▶ **What you should do**: Reproduce verbatim the stretch of the material below from the line containing "segment: <item>distant building</item>" through the end of the material.

* start *

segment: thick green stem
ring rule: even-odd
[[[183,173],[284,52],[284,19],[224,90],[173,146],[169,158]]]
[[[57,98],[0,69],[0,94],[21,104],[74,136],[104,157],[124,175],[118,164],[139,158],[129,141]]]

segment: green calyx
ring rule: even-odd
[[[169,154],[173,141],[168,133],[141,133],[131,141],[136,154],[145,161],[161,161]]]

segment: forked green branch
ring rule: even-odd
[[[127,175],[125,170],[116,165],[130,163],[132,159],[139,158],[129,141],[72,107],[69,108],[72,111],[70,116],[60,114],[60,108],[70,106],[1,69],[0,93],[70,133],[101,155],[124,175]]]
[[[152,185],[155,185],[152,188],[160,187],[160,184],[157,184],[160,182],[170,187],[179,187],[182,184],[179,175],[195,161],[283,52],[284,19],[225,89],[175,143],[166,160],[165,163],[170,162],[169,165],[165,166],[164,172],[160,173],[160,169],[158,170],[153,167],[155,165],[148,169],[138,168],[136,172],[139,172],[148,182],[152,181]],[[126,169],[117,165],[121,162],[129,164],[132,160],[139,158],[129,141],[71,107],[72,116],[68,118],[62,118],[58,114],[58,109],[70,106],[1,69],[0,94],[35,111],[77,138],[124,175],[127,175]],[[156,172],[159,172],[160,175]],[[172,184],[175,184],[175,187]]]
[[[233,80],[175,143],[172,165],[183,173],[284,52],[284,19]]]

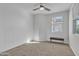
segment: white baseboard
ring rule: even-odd
[[[78,56],[77,53],[75,52],[74,48],[69,44],[70,48],[72,49],[73,53],[75,54],[75,56]]]

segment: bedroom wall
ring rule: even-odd
[[[52,16],[63,16],[63,32],[53,33],[51,30],[51,20]],[[69,11],[57,12],[52,14],[36,14],[34,15],[34,30],[35,30],[35,39],[38,38],[40,41],[50,40],[50,37],[60,37],[64,38],[64,42],[68,43],[69,41]]]
[[[32,14],[17,4],[0,4],[0,52],[31,39],[33,39]]]
[[[75,55],[79,56],[79,34],[73,34],[73,14],[76,16],[78,12],[79,4],[73,4],[69,13],[69,44]]]
[[[51,21],[52,21],[52,17],[56,17],[56,16],[63,16],[64,23],[62,26],[62,32],[52,32]],[[69,10],[48,14],[46,17],[49,20],[48,21],[48,38],[60,37],[60,38],[64,38],[65,43],[68,43],[69,42]]]

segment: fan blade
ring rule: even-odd
[[[50,11],[50,9],[48,9],[48,8],[46,8],[46,7],[44,7],[44,8],[45,8],[45,10]]]
[[[35,9],[33,9],[33,11],[36,11],[36,10],[38,10],[39,8],[35,8]]]

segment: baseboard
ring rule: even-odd
[[[73,53],[75,54],[75,56],[78,56],[77,53],[75,52],[74,48],[69,44],[71,50],[73,51]]]

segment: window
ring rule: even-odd
[[[73,20],[73,33],[79,34],[79,16]]]
[[[63,16],[52,17],[52,32],[62,32],[63,23]]]

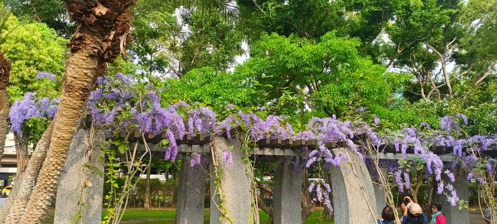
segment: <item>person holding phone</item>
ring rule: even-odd
[[[435,202],[431,205],[431,222],[430,224],[446,224],[447,220],[442,214],[442,205]]]
[[[395,212],[392,206],[387,206],[381,212],[381,220],[377,220],[378,224],[395,224]]]
[[[405,203],[401,205],[401,208],[404,211],[404,216],[402,217],[402,224],[428,224],[428,218],[423,213],[421,206],[413,202],[409,197],[404,198]]]

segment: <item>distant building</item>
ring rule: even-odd
[[[15,143],[14,142],[14,134],[9,133],[5,142],[3,156],[0,161],[0,181],[3,181],[3,185],[0,185],[3,188],[11,183],[9,177],[15,176],[17,172],[17,159],[15,154]]]

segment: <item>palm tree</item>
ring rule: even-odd
[[[52,122],[36,144],[24,172],[17,177],[15,187],[0,209],[0,223],[18,223],[24,214],[31,196],[31,186],[34,185],[40,168],[47,156],[53,129],[54,123]]]
[[[43,146],[35,150],[33,156],[36,155],[36,159],[30,162],[29,175],[26,173],[23,178],[24,186],[19,189],[19,198],[15,200],[19,203],[12,206],[17,211],[9,215],[7,220],[12,223],[39,223],[43,219],[57,190],[69,144],[96,78],[106,73],[106,63],[126,51],[130,39],[129,7],[136,3],[136,0],[65,0],[64,2],[70,16],[79,26],[69,44],[72,54],[64,76],[58,112],[50,128],[44,134],[43,144],[49,144],[50,152],[38,176],[37,184],[27,202],[29,192],[26,186],[32,183],[39,163],[46,155],[46,148]],[[206,4],[207,2],[226,3],[219,0],[205,1],[201,6],[229,8],[226,6],[229,4]],[[223,11],[226,15],[233,15],[227,9]],[[50,133],[52,127],[53,133]]]
[[[0,35],[4,30],[5,22],[10,15],[11,11],[4,6],[0,5]],[[1,44],[3,42],[5,36],[0,39],[0,50]],[[3,56],[3,54],[0,52],[0,160],[3,156],[3,150],[5,146],[5,139],[8,133],[8,112],[10,108],[8,100],[8,95],[7,94],[7,83],[10,76],[10,63]]]
[[[40,223],[57,190],[66,153],[102,65],[125,51],[131,27],[129,7],[136,0],[66,0],[79,26],[71,51],[47,158],[20,223]]]

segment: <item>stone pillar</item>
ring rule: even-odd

* end *

▶ **Task solution**:
segment: <item>distant building</item>
ring rule: even-odd
[[[15,143],[14,142],[14,134],[9,133],[5,142],[3,156],[0,161],[0,181],[3,181],[3,185],[0,185],[3,188],[11,183],[9,177],[15,176],[17,172],[17,159],[15,154]]]

segment: <item>palm tree</item>
ring rule: even-odd
[[[52,122],[36,144],[24,172],[17,177],[15,187],[0,209],[0,223],[18,223],[24,214],[31,196],[31,186],[34,185],[40,168],[47,156],[53,129],[54,123]]]
[[[43,146],[35,150],[33,156],[36,155],[36,159],[30,162],[29,175],[26,173],[23,178],[24,186],[19,189],[19,198],[15,200],[19,203],[12,206],[17,211],[9,215],[7,220],[12,223],[39,223],[43,219],[57,190],[69,144],[96,78],[106,73],[106,63],[126,51],[130,39],[129,7],[136,3],[136,0],[65,0],[64,2],[70,16],[79,26],[69,44],[72,54],[64,76],[58,112],[50,128],[44,134],[43,144],[49,144],[50,152],[38,176],[37,184],[27,202],[29,192],[26,186],[32,183],[39,163],[46,155],[46,148]],[[206,4],[207,2],[226,3],[219,0],[205,1],[201,6],[229,8],[226,6],[229,4]],[[223,11],[226,15],[233,15],[227,9]],[[50,133],[52,127],[53,133]]]
[[[0,35],[4,30],[5,22],[10,15],[11,11],[4,6],[0,5]],[[1,44],[3,42],[5,36],[0,39],[0,50]],[[3,56],[3,54],[0,52],[0,160],[3,156],[3,150],[5,146],[5,139],[8,133],[8,112],[10,108],[8,100],[8,95],[7,94],[7,83],[10,76],[10,63]]]
[[[40,223],[57,190],[66,153],[102,65],[125,51],[131,27],[129,7],[136,0],[66,0],[79,26],[71,51],[47,158],[20,223]]]

segment: <item>stone pillar</item>
ring rule: even-odd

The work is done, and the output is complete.